• [Stated task A]: Repeat the stretch of the passage on liberal environmentalism from "A socio-economic identity" through "from liberal environmentalism.".
• [Stated task B]:
Answer these questions from the passage on liberal environmentalism:
(i) Who wrote the book that raised a point about norms, discourses and world-views on global environmental protection?
(ii) Which two movements for climate action does the passage name?
(iii) Discussions about amendments to which treaty are mentioned?
# Start of Text to read
Emerging Alternatives to Liberal Environmentalism
Almost two decades ago, a thought-provoking book by Steven Bernstein2 raised a point about the existence of a set of norms, discourses and world-views about global environmental protection. In his view, the semantics inherent to climate action stem from a reconciliation between environmental protection norms and market economy narratives. For instance, the use of concepts of “sustainable development” and “energy transition” corresponds to this specific context of economic policies and strategies.
Without questioning the pertinence of Bernstein’s definition of liberal environmentalism, it may be noted that the reconciliation between environment and economic development is now being challenged by some political forces and social activists. The reference to the climate emergency risks affecting the normative foundations of liberal environmentalism and it could be argued that a new set of beliefs is emerging with new perceptions of the climate action emergency, while policy discourses increasingly integrate more ambitious terms of climate justice and decarbonisation. The newly emerging context is shaped by widespread attention on ever-spreading movements for climate action, including Fridays for Future and Rebellion Extinction, turning a spotlight on the popularisation of the topic of climate change beyond specialised expert communities. In recent years, the debate on mitigating climate change has been spreading among policy analysts, scientists, mass-media outlets and business communities.
A socio-economic identity might evolve and replace liberal environmentalism with a new policy paradigm, even though the new model still remains unpredictable and undefined at this stage. However, actors in the debate on climate change mitigation and related issues represent a polyvalent structure comprising adherents to the existing liberal environmentalism and supporters of a stronger environmental dimension within the already existing set of norms. Wide discrepancies of perception also emerge across political lines and according to cognitive differences about the perception of the climate emergency. In this context, new discourses emerge emphasising an alternative path from liberal environmentalism.
Rule of Law versus Law for a Purpose
This transformation —at least at a certain level—of climate action discourses towards endorsement of anti-business protests and reference to globally driven ambition creates paradoxical similarities with discourses and world-views which existed under the Soviet regime. The latter represents an attempt at an economy of hope, since the command economy was seen as an alternative to capitalist society by rejecting an ever-evolving quest for profits. To achieve a new form of society, the Soviet system of law was based on a set of norms serving the political narrative. For example, the Constitution of the Soviet Union institutionalised various principles of freedom, such as freedom of assembly, of speech and of political action, as long as those freedoms corresponded to the main purpose—the construction of communism.
Paradoxically, at least some representatives of the environmental movements adopt the logic of law submitted to a purpose—which is now economic decarbonisation. Although the relevance of the energy transition is subject to a consensus, it remains important to highlight possible deviations from principles inherent to a liberal economy. A political viewpoint focusing on aligning law for a political purpose emerged particularly in respect of discussions about amendments to the Energy Charter Treaty.
# End of Text to read
# Start of Data rows
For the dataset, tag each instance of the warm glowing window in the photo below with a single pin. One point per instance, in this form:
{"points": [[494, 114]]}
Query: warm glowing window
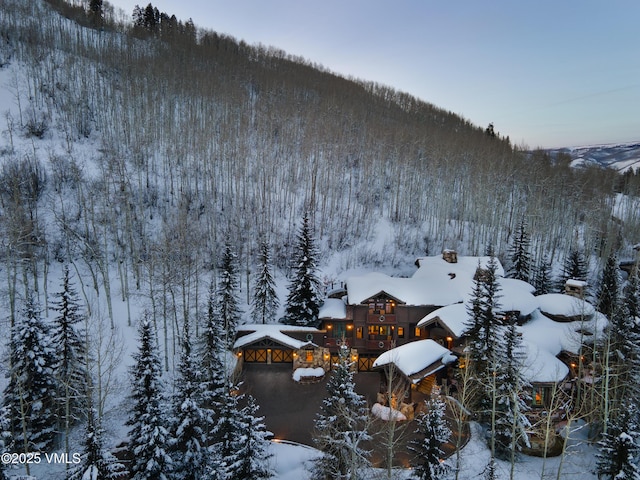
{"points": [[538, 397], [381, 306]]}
# End of Data rows
# Start of Data rows
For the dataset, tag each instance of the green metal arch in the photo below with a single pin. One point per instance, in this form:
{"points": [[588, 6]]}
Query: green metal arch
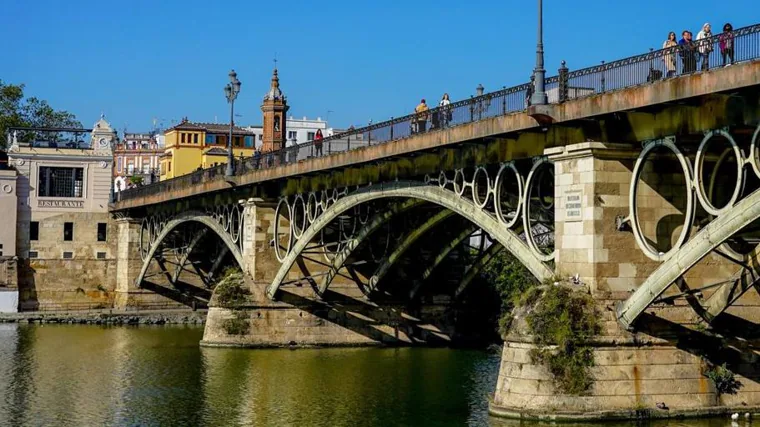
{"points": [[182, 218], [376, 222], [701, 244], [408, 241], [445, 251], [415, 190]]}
# End of Data rows
# Start of Data rows
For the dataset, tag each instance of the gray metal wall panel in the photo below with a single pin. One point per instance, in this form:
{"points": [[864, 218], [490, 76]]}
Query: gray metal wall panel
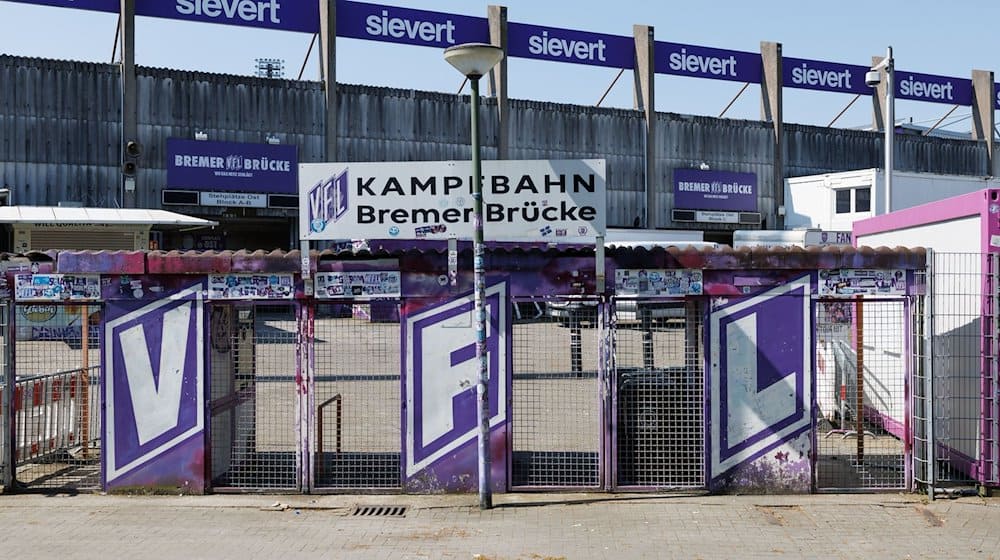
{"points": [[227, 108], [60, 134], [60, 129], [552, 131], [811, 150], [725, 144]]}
# End of Data rows
• [Output A]:
A socio-economic identity might evolve and replace liberal environmentalism with a new policy paradigm, even though the new model still remains unpredictable and undefined at this stage. However, actors in the debate on climate change mitigation and related issues represent a polyvalent structure comprising adherents to the existing liberal environmentalism and supporters of a stronger environmental dimension within the already existing set of norms. Wide discrepancies of perception also emerge across political lines and according to cognitive differences about the perception of the climate emergency. In this context, new discourses emerge emphasising an alternative path from liberal environmentalism.

• [Output B]:
(i) Steven Bernstein
(ii) Fridays for Future and Rebellion Extinction
(iii) The Energy Charter Treaty